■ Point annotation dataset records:
__________
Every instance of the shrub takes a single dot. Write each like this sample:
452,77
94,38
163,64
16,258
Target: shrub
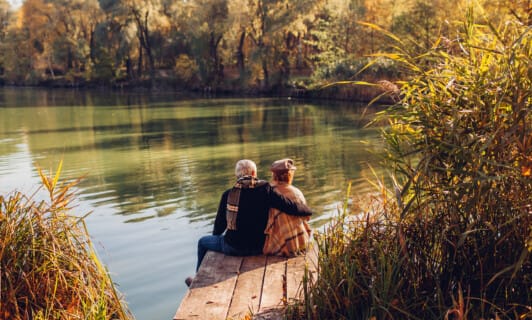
__________
■ What is needed:
Pull out each line of the entries that contains the string "shrub". Case matters.

■ Output for this task:
Every instance of the shrub takes a single dot. Write each like this sample:
Target: shrub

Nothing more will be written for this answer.